◆ **EXERCISE OBJECTIVE**: Copy the records below exactly, starting at the line that contains "Expected: the pointer indicates a point on the green tree, one" and ending at the line that contains "Target: window"; leave out any pictures.
::::::::::
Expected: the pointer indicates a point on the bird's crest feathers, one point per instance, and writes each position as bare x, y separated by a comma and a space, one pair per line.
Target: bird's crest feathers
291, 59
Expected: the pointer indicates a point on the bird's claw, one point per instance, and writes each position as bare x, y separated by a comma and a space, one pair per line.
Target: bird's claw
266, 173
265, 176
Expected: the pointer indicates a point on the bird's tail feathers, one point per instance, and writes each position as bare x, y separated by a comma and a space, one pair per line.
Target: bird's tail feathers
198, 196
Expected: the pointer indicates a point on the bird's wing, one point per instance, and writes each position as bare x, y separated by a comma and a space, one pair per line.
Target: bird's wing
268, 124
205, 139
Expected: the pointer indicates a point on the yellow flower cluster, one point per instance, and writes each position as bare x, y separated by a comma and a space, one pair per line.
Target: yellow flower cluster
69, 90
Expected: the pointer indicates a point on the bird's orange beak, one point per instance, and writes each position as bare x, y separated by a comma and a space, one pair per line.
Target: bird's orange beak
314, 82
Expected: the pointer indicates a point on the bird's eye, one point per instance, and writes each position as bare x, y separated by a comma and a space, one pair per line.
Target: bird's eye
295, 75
::::::::::
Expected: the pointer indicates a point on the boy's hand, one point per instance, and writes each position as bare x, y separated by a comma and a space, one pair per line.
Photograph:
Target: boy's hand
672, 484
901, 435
::::::::::
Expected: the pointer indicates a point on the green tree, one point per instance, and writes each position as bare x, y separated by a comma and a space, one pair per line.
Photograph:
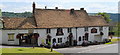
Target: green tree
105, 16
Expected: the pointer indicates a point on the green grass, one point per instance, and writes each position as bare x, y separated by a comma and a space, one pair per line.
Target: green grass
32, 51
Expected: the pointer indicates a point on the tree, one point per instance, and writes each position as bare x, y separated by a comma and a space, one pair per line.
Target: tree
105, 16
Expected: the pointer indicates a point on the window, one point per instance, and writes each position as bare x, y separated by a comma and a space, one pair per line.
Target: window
::::::::::
◆ **RESULT FOR THIS TASK**:
Expected: the pointer indicates a point on the green tree, one point per instance, and writes each position as bare x, y separated by a comma and a space, one pair per line.
Photograph:
Target: green tree
105, 16
Expected: the pointer indicates a point on the green grass, one point per instance, and writes each position as bare x, y separated by a comma and a space, one pair per line.
Target: green grass
32, 51
Expected: the pointer indicates a point on the tree, one point per instance, and writes each position as bare x, y separated by a comma and a space, one pair per line.
Target: tree
105, 16
Expected: the pointer indicates a point on the window, one point per instance, and writes each position as bare x, y separated by a comma and a space, one pair per line.
Target: window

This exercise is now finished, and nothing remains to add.